- **Material shown**

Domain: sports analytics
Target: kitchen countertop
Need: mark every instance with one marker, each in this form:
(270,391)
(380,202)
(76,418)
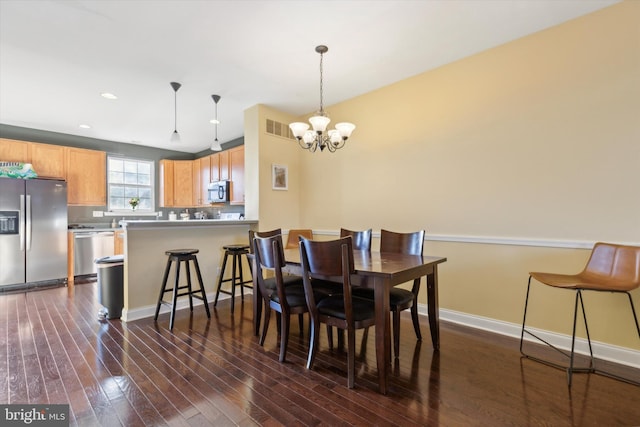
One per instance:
(155,224)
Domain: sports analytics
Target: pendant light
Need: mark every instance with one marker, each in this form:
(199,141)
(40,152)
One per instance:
(215,145)
(175,136)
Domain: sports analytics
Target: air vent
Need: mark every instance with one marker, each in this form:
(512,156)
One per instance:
(279,129)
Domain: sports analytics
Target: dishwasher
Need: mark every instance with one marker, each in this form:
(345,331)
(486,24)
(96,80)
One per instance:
(87,247)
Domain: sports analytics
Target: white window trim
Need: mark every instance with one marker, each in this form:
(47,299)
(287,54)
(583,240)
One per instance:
(130,212)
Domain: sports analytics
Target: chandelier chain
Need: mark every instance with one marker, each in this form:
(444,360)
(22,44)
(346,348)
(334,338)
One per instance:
(321,84)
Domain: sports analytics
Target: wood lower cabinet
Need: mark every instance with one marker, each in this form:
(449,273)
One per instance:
(86,177)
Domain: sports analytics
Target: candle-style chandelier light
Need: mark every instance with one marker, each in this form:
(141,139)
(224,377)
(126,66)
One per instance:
(319,137)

- **What is expected**
Without the pictures, write out all of the material exactly.

- **In response**
Domain: sports analytics
Target: kitchen countertop
Need: mark every instance with one marker, each in this form:
(270,391)
(380,202)
(76,418)
One per instance:
(155,224)
Domain: sports analytics
Target: pendant light
Need: mark every instance with one marker, each in this form:
(199,141)
(40,152)
One per instance:
(215,145)
(175,136)
Domain: sports analytics
Target: air vent
Need: mark every instance with one marker, each in this form:
(512,156)
One per instance:
(279,129)
Domain: sports analytics
Target: dishwasher
Need: mark every instance with one marker, each in this form:
(345,331)
(486,24)
(96,80)
One per instance:
(87,247)
Domain: sports analytics
Target: white window trim
Need: mark every instance with one marker, each in this form:
(47,299)
(287,54)
(583,240)
One per instance:
(130,212)
Domain: sports analytics
Target: chandelier chain
Need: mark every instance with one marker, each in this form:
(444,360)
(22,44)
(346,348)
(334,338)
One per instance:
(321,84)
Domain: sports analytics
Target: wood lower cabinet
Need: mark every instance with one marker, each in this form:
(449,273)
One per instance:
(86,177)
Domain: sports analytics
Target: candle-style chandelier light
Need: mark every instance with one marker, each in this form:
(141,139)
(224,377)
(126,66)
One per instance:
(319,137)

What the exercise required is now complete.